Supplied passage:
==============================

All neural networks were trained on an NVIDIA V100 GPU in TensorFlow (https://www.tensorflow.org) using the Keras API (https://keras.io). We used Adam as the optimizer, initialized model weights and optimizer state with a fixed random seed, and trained each model for 300 epochs⁴⁸. We perform channel-specific maximum absolute value scaling on time series and metadata normalization on tabular features before input into the neural network.

Rules-based classification with XGBoost

To compare the performance of the neural network model to conventional machine learning algorithms, we implemented a feature extraction pipeline to extract FHR and UC features from the time series signal according to the current maternal and fetal medicine practices of the International Federation of Gynecology and Obstetrics (FIGO)³⁷. The following features were extracted: uterine contractions, FHR baseline, baseline variability, accelerations, decelerations, variable decelerations, severe decelerations, late decelerations, prolonged decelerations, and the width, minimum, maximum, median, mean, mode, and standard deviation values of the FHR histogram. Figure 3b shows the correlation matrix for all extracted features and predicted target variables. Figure 3g depicts the feature extraction pipeline.

Preprocessing steps up to and including the imputation of missing values were applied to generate a separate dataset to use with the feature extraction algorithm. Following the imputation of segments shorter than 15 seconds, the FHR and UC signals were smoothed with a rolling window of 120 time points (30 seconds), and missing segments longer than 15 seconds were imputed using linear interpolation. The same small-scale edge clipping and additive noise data augmentation process was applied to the smoothed signal.

==============================

Data for analysis:
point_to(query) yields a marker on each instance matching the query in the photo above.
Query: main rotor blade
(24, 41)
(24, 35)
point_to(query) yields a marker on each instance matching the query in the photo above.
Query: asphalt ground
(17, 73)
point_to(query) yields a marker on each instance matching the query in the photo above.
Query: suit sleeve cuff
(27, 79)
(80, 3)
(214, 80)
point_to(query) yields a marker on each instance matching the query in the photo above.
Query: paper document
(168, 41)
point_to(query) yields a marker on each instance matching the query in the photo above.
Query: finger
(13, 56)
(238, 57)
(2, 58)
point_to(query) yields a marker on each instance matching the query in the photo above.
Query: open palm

==============================

Required work:
1) In the fetal monitoring passage, what size of rolling window was used to smooth the FHR and UC signals?
2) Please pick up the fetal monitoring passage from its last sentence and carry it on.

Set of answers:
1) A rolling window of 120 time points (30 seconds).

2)
The uterine contractions were identified using a peak-finding algorithm. The initial FHR baseline was computed over a 10-minute window and iteratively updated as accelerations and decelerations were identified and removed from the baseline calculation³⁷. This process was repeated until the magnitude of the FHR baseline change was less than 0.5. Finally, the baseline variability, FHR accelerations, and decelerations were detected according to the estimated FHR baseline. We implemented the feature extraction algorithm in Python and validated the extracted features for several CTG recordings with a practicing OBGYN on our team.

We trained an XGBoost classifier, typically used in CTG applications⁸, on the extracted FHR and UC features for the pH and Apgar classification tasks using the same data splits used to train the neural network models. We used 1,000 estimators with a maximum depth of 2, a class-corrected weighted loss, 30 early stopping rounds, and AUROC as the evaluation metric.

Evaluation

The performance of the neural network and XGBoost models was evaluated using the area under the receiver operating characteristic curve (AUROC). We also reported the sensitivity at a fixed specificity threshold of 90% for comparison with clinical performance.

A two-tailed Welch’s t-test was used to compare the average AUROC computed over 1000 bootstrapped samples for the various approaches. In cases where we compared performance on a fixed test set, a paired t-test was used. We also evaluated performance disparities across subgroups for both pH and Apgar prediction tasks. Subgroup variables included demographic and clinical attributes (gestational age of the fetus, maternal age, maternal risk factors, parity)^49,50,51 as well as signal quality descriptors for each of the FHR and UC channels. A comprehensive description of the cut-offs and formulas used to define binary subgroup variables is found in Supplementary Table 3. Signal quality metrics were computed after the cropping step in the preprocessing pipeline and are summarized for each time interval in Supplementary Table 4.